[Start of Attachment]
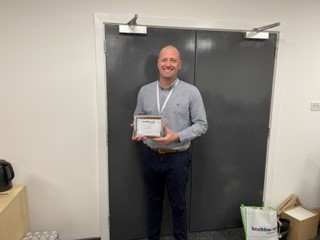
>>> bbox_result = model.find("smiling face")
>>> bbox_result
[157,45,182,84]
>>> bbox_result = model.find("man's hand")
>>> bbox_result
[131,123,147,141]
[153,125,179,145]
[132,134,147,141]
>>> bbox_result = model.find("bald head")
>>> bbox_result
[158,45,181,60]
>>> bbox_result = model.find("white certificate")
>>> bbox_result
[134,115,163,137]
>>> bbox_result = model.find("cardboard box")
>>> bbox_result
[280,206,319,240]
[277,193,302,215]
[311,208,320,225]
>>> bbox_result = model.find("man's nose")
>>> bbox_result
[164,60,171,66]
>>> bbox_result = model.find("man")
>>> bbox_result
[132,45,208,240]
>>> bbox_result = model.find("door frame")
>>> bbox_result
[94,13,284,240]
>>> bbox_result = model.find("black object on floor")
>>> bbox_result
[136,228,244,240]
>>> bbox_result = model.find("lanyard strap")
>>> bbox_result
[157,80,179,114]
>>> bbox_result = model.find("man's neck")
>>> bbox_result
[158,77,176,89]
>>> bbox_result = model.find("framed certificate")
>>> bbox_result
[133,115,163,137]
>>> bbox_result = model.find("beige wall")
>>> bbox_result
[1,1,320,239]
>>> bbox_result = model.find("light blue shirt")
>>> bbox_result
[134,79,208,149]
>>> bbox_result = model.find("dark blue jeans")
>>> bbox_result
[143,146,191,240]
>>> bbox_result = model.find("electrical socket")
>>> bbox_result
[310,101,320,111]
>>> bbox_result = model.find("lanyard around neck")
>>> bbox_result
[157,80,179,115]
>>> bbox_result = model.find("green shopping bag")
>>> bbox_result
[240,204,278,240]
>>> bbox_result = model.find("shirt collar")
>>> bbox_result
[158,78,179,90]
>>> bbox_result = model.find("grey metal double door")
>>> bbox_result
[105,25,277,240]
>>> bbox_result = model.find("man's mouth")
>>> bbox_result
[163,68,173,73]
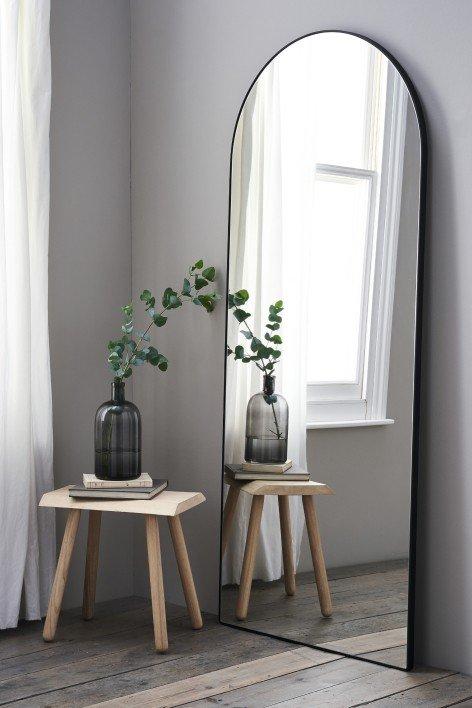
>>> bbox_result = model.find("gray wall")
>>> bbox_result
[129,0,472,674]
[49,0,133,607]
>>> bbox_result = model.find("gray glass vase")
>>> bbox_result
[244,374,288,464]
[94,379,141,480]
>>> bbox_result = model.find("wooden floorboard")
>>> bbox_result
[236,610,408,645]
[89,647,339,707]
[221,559,409,664]
[370,672,472,706]
[318,627,407,654]
[1,594,471,708]
[185,656,382,707]
[0,624,289,705]
[192,666,452,707]
[0,597,156,662]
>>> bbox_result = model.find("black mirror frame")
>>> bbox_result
[218,30,427,672]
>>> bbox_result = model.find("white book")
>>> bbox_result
[83,472,153,489]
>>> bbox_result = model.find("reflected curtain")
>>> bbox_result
[0,0,55,629]
[222,59,311,584]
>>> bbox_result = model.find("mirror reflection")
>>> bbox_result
[220,32,421,670]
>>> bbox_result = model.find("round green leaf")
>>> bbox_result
[202,266,215,281]
[233,308,250,323]
[153,314,167,327]
[234,289,249,305]
[157,354,168,371]
[146,346,160,365]
[195,277,208,291]
[182,278,191,296]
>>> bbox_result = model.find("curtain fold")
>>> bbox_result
[222,58,310,585]
[0,0,54,629]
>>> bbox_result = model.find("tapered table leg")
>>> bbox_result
[221,485,240,556]
[82,510,102,620]
[168,515,203,629]
[278,496,296,596]
[236,495,264,621]
[43,509,81,641]
[145,515,168,652]
[303,495,332,617]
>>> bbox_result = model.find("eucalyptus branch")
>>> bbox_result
[107,260,221,382]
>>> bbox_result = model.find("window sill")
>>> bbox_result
[306,418,394,430]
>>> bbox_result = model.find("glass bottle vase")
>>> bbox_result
[245,374,289,464]
[94,379,141,480]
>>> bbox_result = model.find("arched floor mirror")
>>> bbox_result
[219,31,426,671]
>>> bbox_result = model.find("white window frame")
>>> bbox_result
[307,59,407,428]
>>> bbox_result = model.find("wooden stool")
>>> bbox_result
[222,473,334,621]
[39,486,205,652]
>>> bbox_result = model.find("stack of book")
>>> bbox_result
[68,472,168,500]
[225,459,310,481]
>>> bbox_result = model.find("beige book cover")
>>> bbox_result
[83,472,153,489]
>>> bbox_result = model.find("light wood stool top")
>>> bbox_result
[40,485,205,653]
[40,485,205,516]
[223,473,334,497]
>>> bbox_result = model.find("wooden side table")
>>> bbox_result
[222,473,334,621]
[39,486,205,652]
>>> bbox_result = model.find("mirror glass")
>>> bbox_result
[220,32,423,670]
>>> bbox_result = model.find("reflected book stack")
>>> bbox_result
[69,473,168,499]
[225,460,310,481]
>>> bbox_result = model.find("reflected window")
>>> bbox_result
[272,35,408,425]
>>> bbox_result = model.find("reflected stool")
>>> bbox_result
[222,472,334,621]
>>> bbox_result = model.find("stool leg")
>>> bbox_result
[168,515,203,629]
[236,495,264,621]
[303,495,332,617]
[278,496,296,596]
[43,509,81,641]
[82,510,102,620]
[221,485,240,556]
[145,515,168,652]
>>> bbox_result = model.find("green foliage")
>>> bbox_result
[228,291,284,438]
[227,291,284,376]
[107,260,220,381]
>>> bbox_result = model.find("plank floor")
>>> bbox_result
[221,559,409,667]
[1,595,471,707]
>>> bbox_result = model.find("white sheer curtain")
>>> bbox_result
[0,0,55,629]
[223,49,312,584]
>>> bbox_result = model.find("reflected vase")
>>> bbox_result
[94,379,141,480]
[244,374,288,464]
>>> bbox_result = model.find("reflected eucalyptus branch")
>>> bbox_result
[227,290,284,439]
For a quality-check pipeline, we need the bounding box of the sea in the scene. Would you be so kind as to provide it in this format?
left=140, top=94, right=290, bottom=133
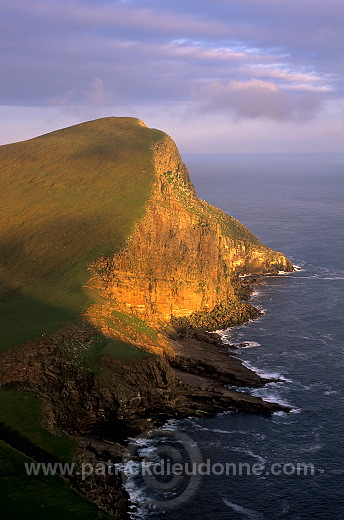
left=123, top=153, right=344, bottom=520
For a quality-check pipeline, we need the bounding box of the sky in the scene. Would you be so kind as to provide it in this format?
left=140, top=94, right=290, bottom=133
left=1, top=0, right=344, bottom=153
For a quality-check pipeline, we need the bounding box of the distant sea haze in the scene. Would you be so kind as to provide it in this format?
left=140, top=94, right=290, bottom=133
left=126, top=153, right=344, bottom=519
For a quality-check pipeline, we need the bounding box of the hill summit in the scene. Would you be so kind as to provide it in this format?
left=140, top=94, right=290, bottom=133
left=0, top=116, right=291, bottom=352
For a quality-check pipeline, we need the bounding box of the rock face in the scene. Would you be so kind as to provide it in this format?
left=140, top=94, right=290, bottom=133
left=0, top=118, right=294, bottom=519
left=89, top=133, right=292, bottom=329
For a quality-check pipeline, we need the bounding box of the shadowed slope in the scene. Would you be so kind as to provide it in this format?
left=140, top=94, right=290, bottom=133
left=0, top=117, right=163, bottom=350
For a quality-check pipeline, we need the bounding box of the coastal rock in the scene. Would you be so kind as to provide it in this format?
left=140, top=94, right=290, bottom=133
left=0, top=118, right=293, bottom=518
left=88, top=131, right=292, bottom=335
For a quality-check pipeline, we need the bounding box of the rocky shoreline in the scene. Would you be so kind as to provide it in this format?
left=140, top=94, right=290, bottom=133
left=75, top=322, right=292, bottom=518
left=64, top=326, right=291, bottom=519
left=0, top=275, right=293, bottom=519
left=166, top=326, right=291, bottom=415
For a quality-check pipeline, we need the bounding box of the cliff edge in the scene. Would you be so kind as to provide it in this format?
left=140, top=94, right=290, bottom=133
left=86, top=123, right=292, bottom=348
left=0, top=117, right=293, bottom=518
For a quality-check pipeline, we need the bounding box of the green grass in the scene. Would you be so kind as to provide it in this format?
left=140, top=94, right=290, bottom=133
left=0, top=441, right=112, bottom=520
left=78, top=335, right=151, bottom=372
left=0, top=390, right=77, bottom=462
left=109, top=310, right=158, bottom=341
left=59, top=334, right=152, bottom=388
left=0, top=117, right=164, bottom=351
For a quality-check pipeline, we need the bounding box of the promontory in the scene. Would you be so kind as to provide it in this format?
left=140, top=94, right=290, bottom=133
left=0, top=117, right=293, bottom=518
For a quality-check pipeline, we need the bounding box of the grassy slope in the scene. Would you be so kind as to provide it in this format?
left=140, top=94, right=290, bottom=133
left=0, top=119, right=161, bottom=517
left=0, top=391, right=116, bottom=519
left=0, top=390, right=77, bottom=462
left=0, top=117, right=163, bottom=351
left=0, top=117, right=280, bottom=518
left=0, top=441, right=112, bottom=520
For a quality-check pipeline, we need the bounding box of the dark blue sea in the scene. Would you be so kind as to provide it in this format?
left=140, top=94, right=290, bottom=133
left=124, top=154, right=344, bottom=520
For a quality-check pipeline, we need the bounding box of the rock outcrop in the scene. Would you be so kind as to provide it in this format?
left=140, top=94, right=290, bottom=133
left=88, top=132, right=292, bottom=336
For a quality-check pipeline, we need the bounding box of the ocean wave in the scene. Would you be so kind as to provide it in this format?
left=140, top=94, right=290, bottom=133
left=222, top=499, right=264, bottom=519
left=251, top=389, right=292, bottom=408
left=124, top=481, right=152, bottom=519
left=273, top=407, right=301, bottom=417
left=161, top=417, right=196, bottom=430
left=192, top=424, right=247, bottom=435
left=272, top=410, right=288, bottom=417
left=213, top=330, right=235, bottom=344
left=241, top=360, right=292, bottom=382
left=253, top=306, right=267, bottom=314
left=238, top=341, right=261, bottom=348
left=293, top=264, right=344, bottom=280
left=296, top=275, right=344, bottom=280
left=231, top=447, right=267, bottom=465
left=321, top=276, right=344, bottom=280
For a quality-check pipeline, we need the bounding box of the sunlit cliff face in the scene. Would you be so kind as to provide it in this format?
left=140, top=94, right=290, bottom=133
left=88, top=134, right=292, bottom=327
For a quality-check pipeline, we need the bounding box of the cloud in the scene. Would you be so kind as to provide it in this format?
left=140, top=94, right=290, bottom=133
left=3, top=0, right=229, bottom=40
left=0, top=0, right=343, bottom=152
left=198, top=79, right=322, bottom=121
left=53, top=77, right=117, bottom=121
left=85, top=77, right=111, bottom=106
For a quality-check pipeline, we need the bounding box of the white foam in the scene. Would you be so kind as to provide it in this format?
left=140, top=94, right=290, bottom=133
left=213, top=330, right=234, bottom=344
left=265, top=269, right=292, bottom=276
left=241, top=360, right=291, bottom=382
left=272, top=410, right=288, bottom=417
left=273, top=407, right=301, bottom=416
left=254, top=306, right=267, bottom=314
left=161, top=417, right=195, bottom=430
left=239, top=341, right=261, bottom=348
left=231, top=447, right=267, bottom=465
left=321, top=276, right=344, bottom=280
left=122, top=466, right=153, bottom=517
left=251, top=388, right=292, bottom=408
left=223, top=499, right=264, bottom=519
left=193, top=424, right=246, bottom=435
left=296, top=274, right=344, bottom=280
left=301, top=383, right=321, bottom=391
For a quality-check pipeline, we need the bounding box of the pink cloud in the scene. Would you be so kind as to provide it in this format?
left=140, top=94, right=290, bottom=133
left=198, top=79, right=322, bottom=121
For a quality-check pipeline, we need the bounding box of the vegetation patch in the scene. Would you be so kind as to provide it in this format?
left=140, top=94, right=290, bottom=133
left=80, top=335, right=151, bottom=373
left=56, top=325, right=151, bottom=374
left=110, top=310, right=158, bottom=341
left=171, top=299, right=261, bottom=330
left=0, top=441, right=112, bottom=520
left=0, top=390, right=77, bottom=462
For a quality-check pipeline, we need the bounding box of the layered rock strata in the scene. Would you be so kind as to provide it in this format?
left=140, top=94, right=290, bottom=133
left=89, top=134, right=292, bottom=331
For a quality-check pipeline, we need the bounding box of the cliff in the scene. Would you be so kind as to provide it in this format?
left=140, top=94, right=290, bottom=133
left=0, top=117, right=293, bottom=518
left=87, top=129, right=292, bottom=342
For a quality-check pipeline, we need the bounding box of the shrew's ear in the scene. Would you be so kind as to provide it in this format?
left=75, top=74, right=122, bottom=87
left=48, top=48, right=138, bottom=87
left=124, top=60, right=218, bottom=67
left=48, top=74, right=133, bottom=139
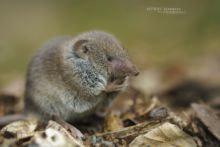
[End of Attachment]
# What the task asks
Word for word, restate the lines of the listing above starting at the line with "of the shadowed" and ending at the line with "of the rocky", and nothing outside them.

# Written reply
For a quality-check pipeline, we need the bounding box of the shadowed slope in the scene. Would you be so kind as to provide it in this format?
left=140, top=94, right=290, bottom=133
left=0, top=117, right=163, bottom=350
For a quality-check pipeline, we need the bounding box of the coastal rock in the scene. Would you be so kind as to provide it in this format?
left=140, top=94, right=290, bottom=133
left=0, top=118, right=293, bottom=518
left=88, top=131, right=292, bottom=335
For a quality-check pipeline, we need the bounding box of the rocky shoreline in the scene. Would you be so kind as to provide it in this format?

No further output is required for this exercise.